***** Trecho do texto
Quem assumiu o inquérito num primeiro momento foi o delegado Osmar Simplício de Amorim, que solicitou o laudo do exame toxicológico ao IGP. A resposta só veio um ano depois, em 8 de agosto de 2014. O perito Fernando Voigt diz em ofício que o exame seria impossível considerando que não houve coleta de material, mais especificamente, agulha adequada e mesa de necropsia, além de condições físicas e sanitárias, mais especificamente, falta rede de esgoto, “o que impossibilitou a coleta de sangue e urina para os exames de alcoolemia e toxicológico”, diz o perito. Bubniak confirma a resposta do médico.
Em 5 de setembro de 2014, Simplício fez nova tentativa de juntar os laudos ao processo. Recebeu a resposta do legista, mas lembrou o juiz criminal que ainda faltava o laudo pericial da arma que matou Alcindo. Em vão.
Em 10 de novembro de 2014, novo pedido, desta vez, partiu do delegado Lauro Langer Jr. Desta vez, no entanto, a juíza criminal deu prazo de 15 dias para que o IGP entregasse o laudo. Não foi o suficiente para o laudo ser emitido.
**********
***** Dados de entrada
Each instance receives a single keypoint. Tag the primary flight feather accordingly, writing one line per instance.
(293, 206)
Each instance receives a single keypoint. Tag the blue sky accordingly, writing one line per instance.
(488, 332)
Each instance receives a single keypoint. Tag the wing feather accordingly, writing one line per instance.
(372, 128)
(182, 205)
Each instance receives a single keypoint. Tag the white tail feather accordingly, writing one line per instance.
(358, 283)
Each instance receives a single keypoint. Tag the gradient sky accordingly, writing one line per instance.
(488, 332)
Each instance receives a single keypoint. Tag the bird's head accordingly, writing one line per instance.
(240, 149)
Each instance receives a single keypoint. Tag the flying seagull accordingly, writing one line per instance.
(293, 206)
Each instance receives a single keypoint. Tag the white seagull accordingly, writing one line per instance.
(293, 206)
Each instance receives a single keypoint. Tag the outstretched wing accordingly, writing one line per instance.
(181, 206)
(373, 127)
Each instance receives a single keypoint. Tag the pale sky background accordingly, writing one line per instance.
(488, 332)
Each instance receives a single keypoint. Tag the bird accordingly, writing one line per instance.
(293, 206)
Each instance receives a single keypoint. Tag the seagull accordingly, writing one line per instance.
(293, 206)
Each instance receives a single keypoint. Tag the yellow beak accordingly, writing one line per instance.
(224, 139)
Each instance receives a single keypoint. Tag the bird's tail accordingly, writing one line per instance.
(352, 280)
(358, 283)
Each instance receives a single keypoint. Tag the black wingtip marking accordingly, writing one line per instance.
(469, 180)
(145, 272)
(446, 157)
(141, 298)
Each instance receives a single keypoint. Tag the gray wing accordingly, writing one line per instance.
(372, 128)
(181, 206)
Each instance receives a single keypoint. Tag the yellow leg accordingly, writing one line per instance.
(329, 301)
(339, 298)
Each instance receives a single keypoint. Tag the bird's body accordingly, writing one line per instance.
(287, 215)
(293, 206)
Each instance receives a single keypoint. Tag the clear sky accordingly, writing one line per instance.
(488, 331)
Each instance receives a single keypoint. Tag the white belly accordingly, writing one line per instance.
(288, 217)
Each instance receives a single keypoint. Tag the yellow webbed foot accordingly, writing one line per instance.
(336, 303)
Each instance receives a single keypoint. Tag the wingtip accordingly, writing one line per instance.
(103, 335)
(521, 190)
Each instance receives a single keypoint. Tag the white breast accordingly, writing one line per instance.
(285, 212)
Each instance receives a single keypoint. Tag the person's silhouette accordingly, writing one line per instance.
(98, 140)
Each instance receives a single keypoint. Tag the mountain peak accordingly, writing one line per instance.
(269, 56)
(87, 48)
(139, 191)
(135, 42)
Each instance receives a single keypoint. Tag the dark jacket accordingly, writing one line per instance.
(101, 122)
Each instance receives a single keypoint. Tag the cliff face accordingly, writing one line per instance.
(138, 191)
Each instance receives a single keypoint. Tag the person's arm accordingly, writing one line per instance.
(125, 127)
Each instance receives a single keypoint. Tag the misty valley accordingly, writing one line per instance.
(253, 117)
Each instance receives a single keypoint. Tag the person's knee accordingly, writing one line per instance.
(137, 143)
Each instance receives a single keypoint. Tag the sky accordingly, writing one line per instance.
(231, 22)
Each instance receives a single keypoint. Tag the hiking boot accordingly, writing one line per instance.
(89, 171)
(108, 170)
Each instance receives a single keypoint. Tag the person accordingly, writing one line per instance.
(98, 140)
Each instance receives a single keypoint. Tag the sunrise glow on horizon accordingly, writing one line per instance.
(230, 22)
**********
Atividades.
1. No texto sobre o inquérito, repita sem alterações a parte que vai de "Quem assumiu o" até "resposta do médico.", inclusive.
2. Responda às perguntas abaixo com base no texto sobre o inquérito:
(a) Quem assumiu o inquérito num primeiro momento?
(b) Em que data veio a resposta ao pedido de laudo toxicológico feito ao IGP?
(c) Qual prazo a juíza criminal deu ao IGP para entregar o laudo?
3. Liste todas as datas completas, com dia, mês e ano, que aparecem no texto sobre o inquérito.

Respostas numeradas.
1.
Quem assumiu o inquérito num primeiro momento foi o delegado Osmar Simplício de Amorim, que solicitou o laudo do exame toxicológico ao IGP. A resposta só veio um ano depois, em 8 de agosto de 2014. O perito Fernando Voigt diz em ofício que o exame seria impossível considerando que não houve coleta de material, mais especificamente, agulha adequada e mesa de necropsia, além de condições físicas e sanitárias, mais especificamente, falta rede de esgoto, “o que impossibilitou a coleta de sangue e urina para os exames de alcoolemia e toxicológico”, diz o perito. Bubniak confirma a resposta do médico.

2.
(a) O delegado Osmar Simplício de Amorim.
(b) Em 8 de agosto de 2014.
(c) Um prazo de 15 dias.

3.
8 de agosto de 2014
5 de setembro de 2014
10 de novembro de 2014